* **Task**:
An unaltered copy of the listing below is required.

* **Task inputs**:
----
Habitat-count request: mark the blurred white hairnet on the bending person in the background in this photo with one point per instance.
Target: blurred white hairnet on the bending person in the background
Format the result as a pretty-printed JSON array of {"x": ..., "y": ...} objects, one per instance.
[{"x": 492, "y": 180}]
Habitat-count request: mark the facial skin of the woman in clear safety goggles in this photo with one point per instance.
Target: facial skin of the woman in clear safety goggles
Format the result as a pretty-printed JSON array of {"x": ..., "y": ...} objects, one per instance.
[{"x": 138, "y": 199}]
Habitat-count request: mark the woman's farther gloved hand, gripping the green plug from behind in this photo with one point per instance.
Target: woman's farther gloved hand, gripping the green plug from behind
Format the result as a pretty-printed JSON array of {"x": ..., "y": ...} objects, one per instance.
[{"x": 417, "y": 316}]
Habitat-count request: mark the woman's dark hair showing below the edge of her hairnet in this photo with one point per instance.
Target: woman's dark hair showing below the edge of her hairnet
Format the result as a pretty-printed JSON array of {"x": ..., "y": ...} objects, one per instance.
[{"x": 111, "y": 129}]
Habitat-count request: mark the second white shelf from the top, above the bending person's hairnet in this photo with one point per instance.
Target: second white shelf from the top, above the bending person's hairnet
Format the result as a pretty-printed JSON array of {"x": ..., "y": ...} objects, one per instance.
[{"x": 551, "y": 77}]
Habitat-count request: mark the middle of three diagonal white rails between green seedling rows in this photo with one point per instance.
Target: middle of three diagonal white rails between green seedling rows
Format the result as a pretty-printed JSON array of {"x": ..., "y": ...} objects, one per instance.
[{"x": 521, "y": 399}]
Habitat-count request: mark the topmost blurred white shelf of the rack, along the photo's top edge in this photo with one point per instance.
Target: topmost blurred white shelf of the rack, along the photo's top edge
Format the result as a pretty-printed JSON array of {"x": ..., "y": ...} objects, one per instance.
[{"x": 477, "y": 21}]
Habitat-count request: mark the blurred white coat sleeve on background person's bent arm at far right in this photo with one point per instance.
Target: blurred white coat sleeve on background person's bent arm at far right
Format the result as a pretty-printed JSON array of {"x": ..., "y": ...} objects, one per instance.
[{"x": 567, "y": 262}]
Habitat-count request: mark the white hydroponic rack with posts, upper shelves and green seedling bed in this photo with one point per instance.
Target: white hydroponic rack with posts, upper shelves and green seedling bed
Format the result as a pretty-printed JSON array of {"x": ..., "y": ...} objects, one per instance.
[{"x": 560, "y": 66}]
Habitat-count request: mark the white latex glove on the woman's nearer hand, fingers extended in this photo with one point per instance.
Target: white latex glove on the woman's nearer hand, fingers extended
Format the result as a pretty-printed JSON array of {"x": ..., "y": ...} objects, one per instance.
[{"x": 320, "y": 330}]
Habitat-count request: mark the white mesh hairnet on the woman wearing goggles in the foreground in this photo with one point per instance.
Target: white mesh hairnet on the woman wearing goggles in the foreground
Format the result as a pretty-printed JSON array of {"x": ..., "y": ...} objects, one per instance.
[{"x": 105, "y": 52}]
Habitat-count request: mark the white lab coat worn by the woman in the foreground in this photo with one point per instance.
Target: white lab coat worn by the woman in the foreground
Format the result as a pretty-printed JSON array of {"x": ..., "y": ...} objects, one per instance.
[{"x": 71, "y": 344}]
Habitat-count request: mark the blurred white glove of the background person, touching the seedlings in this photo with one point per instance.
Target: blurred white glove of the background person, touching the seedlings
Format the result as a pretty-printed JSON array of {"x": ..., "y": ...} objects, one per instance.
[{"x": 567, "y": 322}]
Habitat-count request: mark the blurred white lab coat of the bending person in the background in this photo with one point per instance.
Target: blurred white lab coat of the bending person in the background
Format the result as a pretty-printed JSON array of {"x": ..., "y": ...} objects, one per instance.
----
* **Response to the exercise**:
Habitat-count request: mark the blurred white hairnet on the bending person in the background in this photo with one point per instance.
Target: blurred white hairnet on the bending person in the background
Format the result as a pretty-printed JSON array of {"x": ..., "y": ...} objects, one per instance.
[{"x": 492, "y": 180}]
Habitat-count request: mark the facial skin of the woman in clear safety goggles in this photo with one point per instance.
Target: facial skin of the woman in clear safety goggles
Format the result as a pretty-printed JSON array of {"x": ..., "y": ...} objects, one per instance.
[{"x": 138, "y": 199}]
Habitat-count request: mark the woman's farther gloved hand, gripping the green plug from behind in this photo with one point per instance.
Target: woman's farther gloved hand, gripping the green plug from behind
Format the result as a pretty-printed JSON array of {"x": ..., "y": ...} objects, one per instance.
[{"x": 417, "y": 316}]
Habitat-count request: mark the woman's dark hair showing below the edge of her hairnet in this photo with one point per instance.
Target: woman's dark hair showing below the edge of her hairnet
Format the result as a pretty-printed JSON array of {"x": ..., "y": ...} objects, one per instance.
[{"x": 111, "y": 129}]
Habitat-count request: mark the second white shelf from the top, above the bending person's hairnet in this photo with one point per instance.
Target: second white shelf from the top, above the bending person's hairnet
Format the result as a pretty-printed JSON array of {"x": ..., "y": ...} objects, one per instance.
[{"x": 551, "y": 77}]
Habitat-count request: mark the middle of three diagonal white rails between green seedling rows in this photo with one point per instance.
Target: middle of three diagonal white rails between green seedling rows
Format the result as a pretty-printed JSON array of {"x": ..., "y": ...} objects, one per instance.
[{"x": 521, "y": 399}]
Habitat-count request: mark the topmost blurred white shelf of the rack, along the photo's top edge in this photo with one point per instance.
Target: topmost blurred white shelf of the rack, along the photo's top edge
Format the result as a pretty-printed JSON array of {"x": ..., "y": ...} objects, one per instance.
[{"x": 477, "y": 21}]
Habitat-count request: mark the blurred white coat sleeve on background person's bent arm at far right in this photo with one point per instance.
Target: blurred white coat sleeve on background person's bent arm at far right
Format the result as a pretty-printed JSON array of {"x": ..., "y": ...} objects, one per instance.
[{"x": 567, "y": 262}]
Habitat-count request: mark the white hydroponic rack with posts, upper shelves and green seedling bed in this photo with one point per instance.
Target: white hydroponic rack with posts, upper shelves and green seedling bed
Format the result as a pretty-printed JSON array of {"x": ..., "y": ...} objects, one per instance.
[{"x": 560, "y": 66}]
Habitat-count request: mark the white latex glove on the woman's nearer hand, fingers extended in this photo with one point per instance.
Target: white latex glove on the woman's nearer hand, fingers extended
Format the result as a pretty-printed JSON array of {"x": ..., "y": ...} objects, one per instance.
[{"x": 320, "y": 330}]
Habitat-count request: mark the white mesh hairnet on the woman wearing goggles in the foreground in this photo with one point per instance.
Target: white mesh hairnet on the woman wearing goggles in the foreground
Format the result as a pretty-printed JSON array of {"x": ..., "y": ...} objects, one per instance.
[{"x": 105, "y": 52}]
Habitat-count request: mark the white lab coat worn by the woman in the foreground in this photo with one point per instance.
Target: white lab coat worn by the woman in the foreground
Format the result as a pretty-printed JSON array of {"x": ..., "y": ...} objects, one per instance.
[{"x": 71, "y": 344}]
Habitat-count request: mark the blurred white glove of the background person, touching the seedlings in this photo with one point per instance.
Target: blurred white glove of the background person, touching the seedlings
Format the result as a pretty-printed JSON array of {"x": ..., "y": ...} objects, one per instance.
[{"x": 567, "y": 322}]
Habitat-count request: mark the blurred white lab coat of the bending person in the background in this photo with one point per instance.
Target: blurred white lab coat of the bending person in the background
Format the result as a pretty-printed JSON array of {"x": ..., "y": ...} objects, one per instance.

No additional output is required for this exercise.